Document extract ::
= Grant Taylor (skateboarder) =

American professional skateboarder (born 1991)

Grant Taylor (born October 30, 1991) is an American professional skateboarder. He is the son of former professional skateboarder Thomas Taylor and won Thrasher Magazine's Skater of The Year in 2011. Grant's style of skateboarding is known to be fast and powerful. He is recognized for his unique versatile skateboarding.

==Early life==
Taylor was born in Atlanta, Georgia. Grant began skateboarding at the age of six. He began competing in amateur competitive skateboarding contests in the early 2000s, and in 2004 Grant took home second place at the Phoenix Am. Volcom noticed that Grant was incredibly talented early in his career, and began sponsoring him at an early stage in his skateboarding career. It is said that Grant's father, Thomas Taylor, has had a profound influence on Grant's introduction to skateboarding. Remy Stratton is quoted as saying “Several years later when he was six, Thomas began bringing him (Grant) to the vert sessions at Surf Expo in Orlando, FL. Grant would start from the bottom while we watched from the decks and the crowds cheered. Then he just dropped in and the crowd went nuts. Everyone loved Grant. He was determined to shred, even at this age, he fit in and was embraced by all.” In an article titled “The Greatness of Grant Taylor”, written by Chris Nieratko, he demonstrates that Thomas’ lax mentoring style was evident when Grant and his father skateboarded together, stating “When I went to visit them in the late '90s, I watched them shoot a doubles photo on their then miniramp with Grant blasting over his dad's lip trick. Later they went downtown and shot a doubles street photo at Bell South. In an age where skate dads are more militant coaches than bros, Thomas was always more of a skate homie than a trick choreographer”. In the same article, Nieratko also comments on how influential Thomas has been on Grant's life in skateboarding, saying “It's thanks to Thomas that we have Grant in our lives, both literally and figuratively. Thomas taught young Grant to skate everything at a very early age”.

==Family==
Grant's father, Thomas Taylor, has had a profound impact on the skateboarding industry. Thomas Taylor is credited with formulating and operating Atlanta's first skateboard shop “Stratosphere" in Little Five Points. His mother, Rachael Taylor, was a full-time stay-at-home mom raising Grant as well his two sisters, McKenzie and Sarah. He married Lillian Jane Taylor (née Morgan) on Saturday, September 9, 2017 in Atlanta, Georgia.

Material ::

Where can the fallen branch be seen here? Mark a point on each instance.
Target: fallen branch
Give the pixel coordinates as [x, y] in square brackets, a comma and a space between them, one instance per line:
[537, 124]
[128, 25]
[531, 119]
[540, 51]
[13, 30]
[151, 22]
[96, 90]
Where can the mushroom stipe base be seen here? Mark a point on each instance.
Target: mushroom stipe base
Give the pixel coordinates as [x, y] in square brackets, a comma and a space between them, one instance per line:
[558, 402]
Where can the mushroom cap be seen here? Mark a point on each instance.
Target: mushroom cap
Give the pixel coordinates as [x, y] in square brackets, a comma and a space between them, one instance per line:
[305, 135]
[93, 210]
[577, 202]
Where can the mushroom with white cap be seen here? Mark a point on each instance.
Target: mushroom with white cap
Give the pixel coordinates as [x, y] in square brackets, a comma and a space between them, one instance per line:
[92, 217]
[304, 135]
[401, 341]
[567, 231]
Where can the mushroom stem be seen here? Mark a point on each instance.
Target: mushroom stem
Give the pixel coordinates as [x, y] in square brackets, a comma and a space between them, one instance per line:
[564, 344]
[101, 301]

Given problem 1 :: Repeat the passage from the Grant Taylor article word for word, starting at "Grant Taylor (born" and ending at "unique versatile skateboarding.".
Given problem 2 :: Go on with the Grant Taylor article from the point where it stops.

Written response 1 ::
Grant Taylor (born October 30, 1991) is an American professional skateboarder. He is the son of former professional skateboarder Thomas Taylor and won Thrasher Magazine's Skater of The Year in 2011. Grant's style of skateboarding is known to be fast and powerful. He is recognized for his unique versatile skateboarding.

Written response 2 ::
==Professional skateboarding==
Taylor is "goofy"-footed and attained professional status in 2009, shortly after his acclaimed appearance in Nike SB's skateboard film, Debacle. He is recognized as representing the epitome of a new breed of skateboarder, blending contemporary style with the older traditions of skateboarding. He is known for his versatile riding, not shying away from various forms of skateboarding. He was born in Atlanta, Georgia and currently resides in Los Angeles, California.

==Sponsors==
Taylor's sponsors are Monster Energy Drink, Anti-Hero, Independent, Thrasher Magazine, Stratosphere Skateshop, Shake Junt, Nike SB, Modus and Spitfire.

==Contest history==
Along with members of the Nike SB Team, Taylor won Thrasher's "King of The Road" contest in 2010 and also participated in the 2011 competition.
Grant also won the silver medal in the skateboard park competition for the 2014 summer X-Games in Austin, TX.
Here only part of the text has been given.